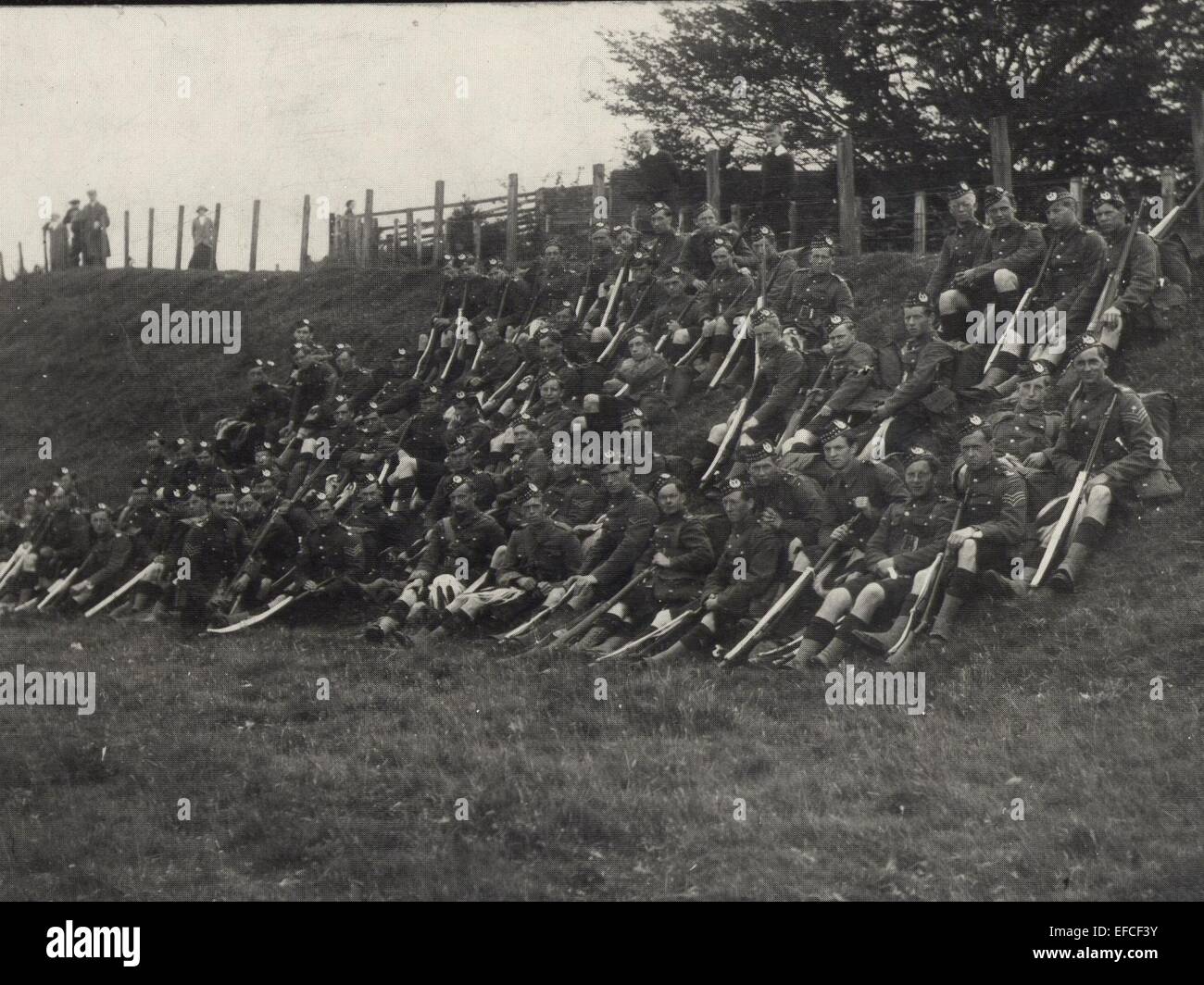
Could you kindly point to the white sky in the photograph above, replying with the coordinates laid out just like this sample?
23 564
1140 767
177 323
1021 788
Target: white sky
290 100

^^^^

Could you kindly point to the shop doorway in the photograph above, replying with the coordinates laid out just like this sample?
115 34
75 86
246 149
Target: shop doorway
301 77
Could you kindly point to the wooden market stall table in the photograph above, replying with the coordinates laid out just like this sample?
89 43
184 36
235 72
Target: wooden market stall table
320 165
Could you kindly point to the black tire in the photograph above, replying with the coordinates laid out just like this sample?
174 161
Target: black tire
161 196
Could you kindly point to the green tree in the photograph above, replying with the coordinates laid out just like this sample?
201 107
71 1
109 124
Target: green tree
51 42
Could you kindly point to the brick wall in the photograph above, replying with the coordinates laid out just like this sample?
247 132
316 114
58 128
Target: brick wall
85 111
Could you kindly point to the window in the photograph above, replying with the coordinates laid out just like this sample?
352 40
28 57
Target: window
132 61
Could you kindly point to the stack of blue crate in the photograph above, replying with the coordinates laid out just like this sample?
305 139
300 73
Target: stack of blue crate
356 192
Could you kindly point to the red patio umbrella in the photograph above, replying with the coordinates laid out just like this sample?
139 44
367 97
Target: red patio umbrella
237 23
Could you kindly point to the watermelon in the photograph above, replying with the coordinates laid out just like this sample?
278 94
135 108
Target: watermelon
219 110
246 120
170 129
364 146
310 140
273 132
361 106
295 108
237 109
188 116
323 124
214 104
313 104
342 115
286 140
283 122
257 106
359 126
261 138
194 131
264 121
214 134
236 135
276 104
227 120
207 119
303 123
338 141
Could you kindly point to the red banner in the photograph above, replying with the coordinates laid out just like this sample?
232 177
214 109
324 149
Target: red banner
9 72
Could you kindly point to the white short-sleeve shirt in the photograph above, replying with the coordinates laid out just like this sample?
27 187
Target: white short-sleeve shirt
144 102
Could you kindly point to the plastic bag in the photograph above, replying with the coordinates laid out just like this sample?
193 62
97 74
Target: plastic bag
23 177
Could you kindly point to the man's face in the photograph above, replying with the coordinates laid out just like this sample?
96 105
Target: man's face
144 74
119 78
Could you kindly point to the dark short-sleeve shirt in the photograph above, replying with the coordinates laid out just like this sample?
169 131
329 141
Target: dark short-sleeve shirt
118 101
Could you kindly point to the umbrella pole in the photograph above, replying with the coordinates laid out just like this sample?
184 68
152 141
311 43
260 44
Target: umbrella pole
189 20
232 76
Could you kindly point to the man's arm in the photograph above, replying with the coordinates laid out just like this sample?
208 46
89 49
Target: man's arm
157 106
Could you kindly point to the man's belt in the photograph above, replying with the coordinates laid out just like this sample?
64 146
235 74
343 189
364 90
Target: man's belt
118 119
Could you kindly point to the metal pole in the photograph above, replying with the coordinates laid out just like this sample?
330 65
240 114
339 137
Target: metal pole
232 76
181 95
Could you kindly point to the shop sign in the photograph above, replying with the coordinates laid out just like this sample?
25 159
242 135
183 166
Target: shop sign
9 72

^^^^

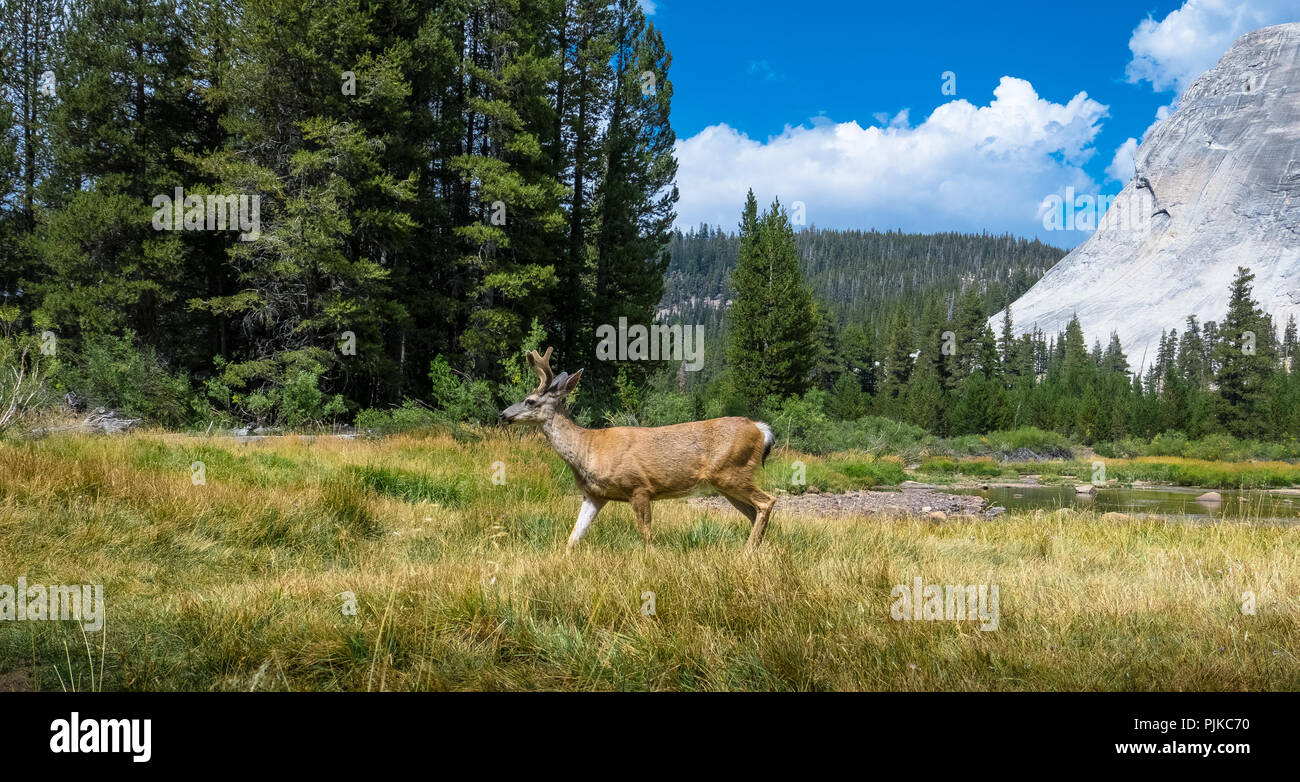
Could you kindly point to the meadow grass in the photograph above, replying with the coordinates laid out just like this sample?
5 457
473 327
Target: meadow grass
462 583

^^^^

■ What you have to do ■
How many lines in the listing above contain the string "tire", with case counting? Give only the number.

■ Solved exercise ■
2